If an entry below holds a picture, skip the picture and copy everything else exactly.

— RECORD EXCERPTS —
-- Opening Marker --

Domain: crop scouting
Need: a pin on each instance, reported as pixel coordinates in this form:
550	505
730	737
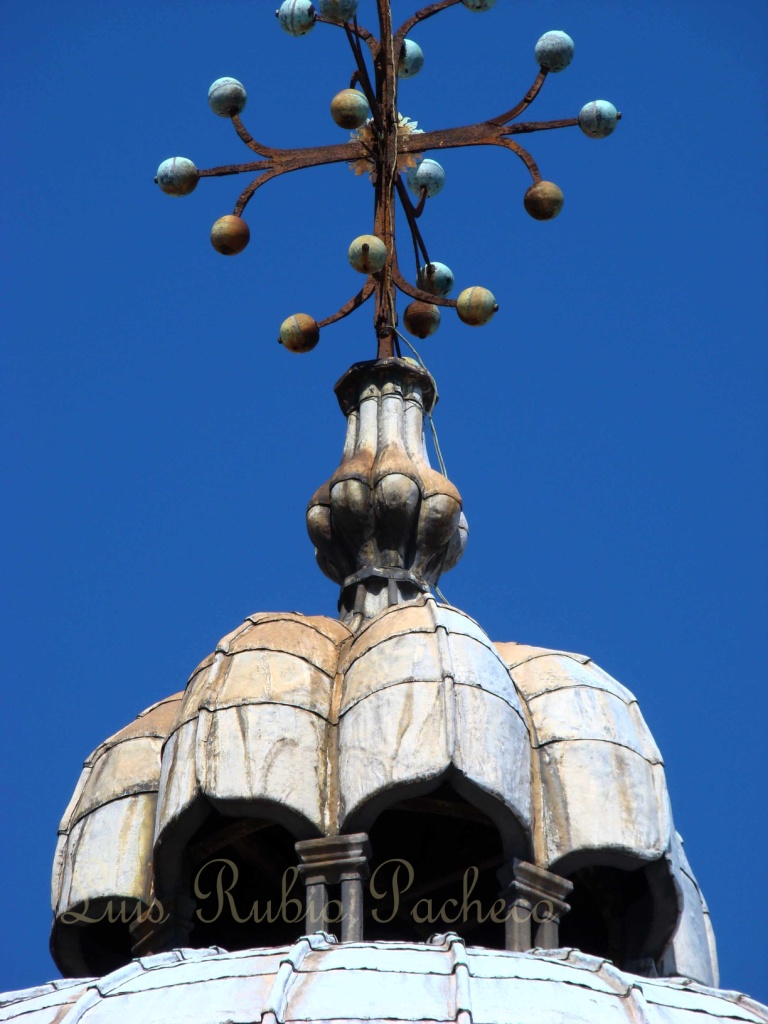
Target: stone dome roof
317	980
297	721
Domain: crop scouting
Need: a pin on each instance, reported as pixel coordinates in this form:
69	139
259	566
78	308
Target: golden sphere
476	306
299	333
349	109
544	201
421	318
229	235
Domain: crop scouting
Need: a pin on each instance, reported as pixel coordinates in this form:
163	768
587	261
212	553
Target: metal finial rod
385	146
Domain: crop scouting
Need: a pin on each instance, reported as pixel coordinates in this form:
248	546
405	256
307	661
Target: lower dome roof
318	980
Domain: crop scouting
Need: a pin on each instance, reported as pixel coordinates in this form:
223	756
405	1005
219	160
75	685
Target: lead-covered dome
318	980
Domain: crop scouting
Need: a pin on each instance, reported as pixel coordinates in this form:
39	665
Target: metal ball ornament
412	59
598	119
338	11
368	254
421	318
349	109
544	201
476	306
429	174
229	235
554	51
296	16
226	97
299	333
436	279
177	176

-- Closing Marker --

— SOLUTION TO THE EXERCISE —
Domain: crop scouting
Need: a pin on each instance, reported as pixel coordinates in this form:
550	505
730	737
Target: stone dome roof
317	980
297	721
Domain: crop scouting
Need: a pin on each instance, reported as pixel coordinates in this form:
69	139
259	566
78	308
Target: golden sphere
476	306
299	333
349	109
544	201
421	318
229	235
Domain: crop scouting
Need: a pin on each instance, reported as pixel coordinates in this form:
163	768
587	261
212	553
Target: metal finial rod
385	146
Domain: crop scouting
Need: a pin on each instance, reported as pixel coordinates in this form:
248	546
405	256
307	661
Target: lower dome roof
318	980
Domain: crop scouting
Need: a pin on each instance, reported as pixel coordinates in this form:
223	756
405	1005
219	160
75	685
Target: lead-covered dome
318	980
Domain: crop scouting
Need: a pin on each instance, reported as pixel coordinates in this form:
39	665
Target: metal ball ornament
412	59
598	119
338	11
368	254
421	318
349	109
544	201
476	306
429	174
229	235
554	51
296	16
226	97
299	333
436	279
177	176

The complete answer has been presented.